* Directions *
Using the entries below, write out the line with "In each <instance>", the line with "negative clicks: (136, 323)", and every line in between, exactly as each is written.

** Opening Provided data block **

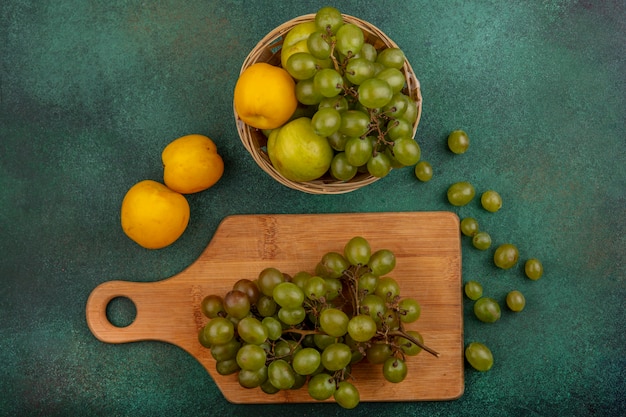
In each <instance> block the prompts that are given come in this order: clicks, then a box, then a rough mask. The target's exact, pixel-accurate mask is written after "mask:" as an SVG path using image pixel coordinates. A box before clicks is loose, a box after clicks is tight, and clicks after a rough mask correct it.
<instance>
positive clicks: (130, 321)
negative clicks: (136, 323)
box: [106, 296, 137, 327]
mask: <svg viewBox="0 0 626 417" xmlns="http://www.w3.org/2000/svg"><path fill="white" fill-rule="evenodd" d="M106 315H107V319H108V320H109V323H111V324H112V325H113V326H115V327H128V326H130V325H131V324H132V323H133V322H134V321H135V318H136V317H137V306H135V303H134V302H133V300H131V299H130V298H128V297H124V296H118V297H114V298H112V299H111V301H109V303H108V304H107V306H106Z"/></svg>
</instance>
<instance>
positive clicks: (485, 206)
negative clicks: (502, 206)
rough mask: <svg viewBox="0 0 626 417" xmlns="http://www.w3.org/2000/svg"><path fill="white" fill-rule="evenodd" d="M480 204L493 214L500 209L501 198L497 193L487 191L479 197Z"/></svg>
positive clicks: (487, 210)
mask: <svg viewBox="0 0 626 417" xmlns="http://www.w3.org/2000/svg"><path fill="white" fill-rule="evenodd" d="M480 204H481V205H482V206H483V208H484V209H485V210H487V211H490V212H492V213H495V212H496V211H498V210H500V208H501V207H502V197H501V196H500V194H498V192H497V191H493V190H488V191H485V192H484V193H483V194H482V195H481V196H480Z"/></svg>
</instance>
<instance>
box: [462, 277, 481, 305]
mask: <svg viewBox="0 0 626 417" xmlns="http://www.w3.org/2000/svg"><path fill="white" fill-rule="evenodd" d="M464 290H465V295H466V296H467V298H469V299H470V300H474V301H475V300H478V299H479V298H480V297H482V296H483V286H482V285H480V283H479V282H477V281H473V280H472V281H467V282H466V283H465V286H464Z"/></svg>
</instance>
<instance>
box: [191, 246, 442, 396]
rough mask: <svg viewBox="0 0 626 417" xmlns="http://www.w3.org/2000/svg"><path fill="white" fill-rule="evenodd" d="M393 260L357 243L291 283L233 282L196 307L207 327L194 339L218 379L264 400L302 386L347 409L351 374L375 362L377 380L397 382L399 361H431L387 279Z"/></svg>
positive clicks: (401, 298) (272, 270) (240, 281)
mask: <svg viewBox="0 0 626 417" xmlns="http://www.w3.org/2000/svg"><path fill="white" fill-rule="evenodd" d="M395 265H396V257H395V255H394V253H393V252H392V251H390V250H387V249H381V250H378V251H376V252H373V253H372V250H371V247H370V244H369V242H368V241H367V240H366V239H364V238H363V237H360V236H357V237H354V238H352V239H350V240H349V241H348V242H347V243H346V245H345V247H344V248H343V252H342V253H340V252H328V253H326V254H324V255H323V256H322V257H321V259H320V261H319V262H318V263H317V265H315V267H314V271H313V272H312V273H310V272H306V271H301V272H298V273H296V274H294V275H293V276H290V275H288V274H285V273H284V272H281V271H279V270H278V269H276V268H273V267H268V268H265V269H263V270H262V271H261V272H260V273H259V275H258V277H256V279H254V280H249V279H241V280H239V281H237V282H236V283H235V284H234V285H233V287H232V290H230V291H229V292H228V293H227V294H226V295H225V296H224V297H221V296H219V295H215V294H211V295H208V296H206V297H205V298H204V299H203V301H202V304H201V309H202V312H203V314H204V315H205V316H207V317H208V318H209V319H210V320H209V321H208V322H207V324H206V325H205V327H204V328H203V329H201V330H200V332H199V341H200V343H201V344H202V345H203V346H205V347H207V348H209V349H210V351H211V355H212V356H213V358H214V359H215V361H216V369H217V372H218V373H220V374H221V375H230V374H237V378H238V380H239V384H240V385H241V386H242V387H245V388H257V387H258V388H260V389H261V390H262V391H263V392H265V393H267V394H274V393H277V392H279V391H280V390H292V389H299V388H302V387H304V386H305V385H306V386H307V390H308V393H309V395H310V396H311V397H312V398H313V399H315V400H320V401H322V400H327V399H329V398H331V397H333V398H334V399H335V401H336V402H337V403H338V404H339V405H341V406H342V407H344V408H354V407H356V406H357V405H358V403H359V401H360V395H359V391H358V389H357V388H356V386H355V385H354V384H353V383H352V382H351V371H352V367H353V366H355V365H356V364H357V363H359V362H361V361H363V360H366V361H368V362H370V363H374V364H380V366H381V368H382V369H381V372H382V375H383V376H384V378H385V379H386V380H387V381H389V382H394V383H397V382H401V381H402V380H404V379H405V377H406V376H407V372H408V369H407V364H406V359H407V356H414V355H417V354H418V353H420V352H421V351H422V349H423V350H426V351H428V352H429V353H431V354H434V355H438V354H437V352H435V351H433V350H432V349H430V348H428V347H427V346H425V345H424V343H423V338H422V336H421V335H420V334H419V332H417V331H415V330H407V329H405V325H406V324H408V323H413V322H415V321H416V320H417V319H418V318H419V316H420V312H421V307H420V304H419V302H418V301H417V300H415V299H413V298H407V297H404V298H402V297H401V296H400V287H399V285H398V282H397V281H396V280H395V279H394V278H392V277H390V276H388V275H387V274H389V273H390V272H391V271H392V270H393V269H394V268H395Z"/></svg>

** Closing Provided data block **
** Opening Provided data block **

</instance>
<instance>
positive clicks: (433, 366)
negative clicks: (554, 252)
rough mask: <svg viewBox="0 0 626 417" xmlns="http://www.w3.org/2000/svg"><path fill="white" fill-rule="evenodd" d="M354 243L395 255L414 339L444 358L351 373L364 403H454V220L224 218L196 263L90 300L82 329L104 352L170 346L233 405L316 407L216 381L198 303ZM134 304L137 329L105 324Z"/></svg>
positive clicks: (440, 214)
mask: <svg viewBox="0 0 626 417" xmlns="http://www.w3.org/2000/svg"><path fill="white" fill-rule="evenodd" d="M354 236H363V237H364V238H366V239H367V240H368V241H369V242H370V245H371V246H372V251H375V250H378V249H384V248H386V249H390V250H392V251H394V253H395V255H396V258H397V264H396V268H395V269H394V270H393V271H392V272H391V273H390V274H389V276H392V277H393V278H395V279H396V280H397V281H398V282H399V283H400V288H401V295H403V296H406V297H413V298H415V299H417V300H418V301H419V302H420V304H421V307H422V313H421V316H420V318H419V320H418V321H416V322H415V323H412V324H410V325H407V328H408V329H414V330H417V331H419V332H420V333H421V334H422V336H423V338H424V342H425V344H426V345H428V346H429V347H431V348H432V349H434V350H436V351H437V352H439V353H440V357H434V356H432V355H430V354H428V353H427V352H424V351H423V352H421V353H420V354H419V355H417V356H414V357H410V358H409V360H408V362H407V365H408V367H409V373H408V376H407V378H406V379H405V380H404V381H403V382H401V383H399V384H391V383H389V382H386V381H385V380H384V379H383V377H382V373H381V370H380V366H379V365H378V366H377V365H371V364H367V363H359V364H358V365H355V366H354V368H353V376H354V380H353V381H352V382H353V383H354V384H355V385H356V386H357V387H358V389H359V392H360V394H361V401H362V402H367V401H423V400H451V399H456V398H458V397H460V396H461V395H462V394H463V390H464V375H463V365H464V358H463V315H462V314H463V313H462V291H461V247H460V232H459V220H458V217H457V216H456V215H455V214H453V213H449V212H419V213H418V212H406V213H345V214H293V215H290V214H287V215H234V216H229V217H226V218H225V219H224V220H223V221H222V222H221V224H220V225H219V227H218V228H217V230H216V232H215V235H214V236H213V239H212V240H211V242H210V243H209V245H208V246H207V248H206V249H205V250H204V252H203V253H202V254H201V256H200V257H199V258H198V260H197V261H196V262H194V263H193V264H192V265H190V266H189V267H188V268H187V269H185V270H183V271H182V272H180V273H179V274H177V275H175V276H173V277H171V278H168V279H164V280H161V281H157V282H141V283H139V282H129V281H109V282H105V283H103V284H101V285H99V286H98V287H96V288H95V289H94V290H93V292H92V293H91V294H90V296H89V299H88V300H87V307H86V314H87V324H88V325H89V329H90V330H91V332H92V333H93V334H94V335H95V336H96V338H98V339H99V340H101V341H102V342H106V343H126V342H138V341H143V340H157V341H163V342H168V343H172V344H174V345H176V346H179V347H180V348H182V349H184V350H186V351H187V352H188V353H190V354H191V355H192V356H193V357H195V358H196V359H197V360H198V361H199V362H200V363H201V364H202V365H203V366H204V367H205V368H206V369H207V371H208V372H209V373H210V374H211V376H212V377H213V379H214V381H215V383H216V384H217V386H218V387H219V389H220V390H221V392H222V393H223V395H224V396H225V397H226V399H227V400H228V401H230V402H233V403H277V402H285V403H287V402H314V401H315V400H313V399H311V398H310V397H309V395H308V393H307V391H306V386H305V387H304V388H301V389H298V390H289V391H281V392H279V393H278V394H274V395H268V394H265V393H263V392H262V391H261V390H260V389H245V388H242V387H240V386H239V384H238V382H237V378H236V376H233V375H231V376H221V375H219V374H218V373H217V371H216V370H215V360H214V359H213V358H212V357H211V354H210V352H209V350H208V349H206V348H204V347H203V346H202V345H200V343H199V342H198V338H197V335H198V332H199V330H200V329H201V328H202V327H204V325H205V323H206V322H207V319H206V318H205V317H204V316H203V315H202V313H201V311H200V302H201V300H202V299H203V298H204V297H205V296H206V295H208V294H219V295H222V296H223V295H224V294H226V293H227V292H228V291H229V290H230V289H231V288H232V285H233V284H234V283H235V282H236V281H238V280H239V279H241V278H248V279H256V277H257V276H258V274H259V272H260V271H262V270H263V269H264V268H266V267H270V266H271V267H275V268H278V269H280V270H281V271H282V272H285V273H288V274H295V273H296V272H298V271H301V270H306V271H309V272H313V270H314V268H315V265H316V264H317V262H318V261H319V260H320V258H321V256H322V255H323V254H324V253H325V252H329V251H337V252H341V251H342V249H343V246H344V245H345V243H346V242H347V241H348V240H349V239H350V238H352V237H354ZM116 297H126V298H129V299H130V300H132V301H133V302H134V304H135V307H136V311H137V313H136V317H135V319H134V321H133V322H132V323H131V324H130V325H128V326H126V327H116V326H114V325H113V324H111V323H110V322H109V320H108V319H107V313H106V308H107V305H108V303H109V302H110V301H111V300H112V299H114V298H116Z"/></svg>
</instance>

** Closing Provided data block **

* Output *
In each <instance> block the prompts that are given come in this order: clicks, then a box, then a rough mask. The target's exact, pixel-accurate mask is written after "mask:" as an SVG path using image pixel coordinates. A box before clicks is loose, a box after clicks is tight, and clicks after a rough mask correct it.
<instance>
positive clicks: (130, 321)
negative clicks: (136, 323)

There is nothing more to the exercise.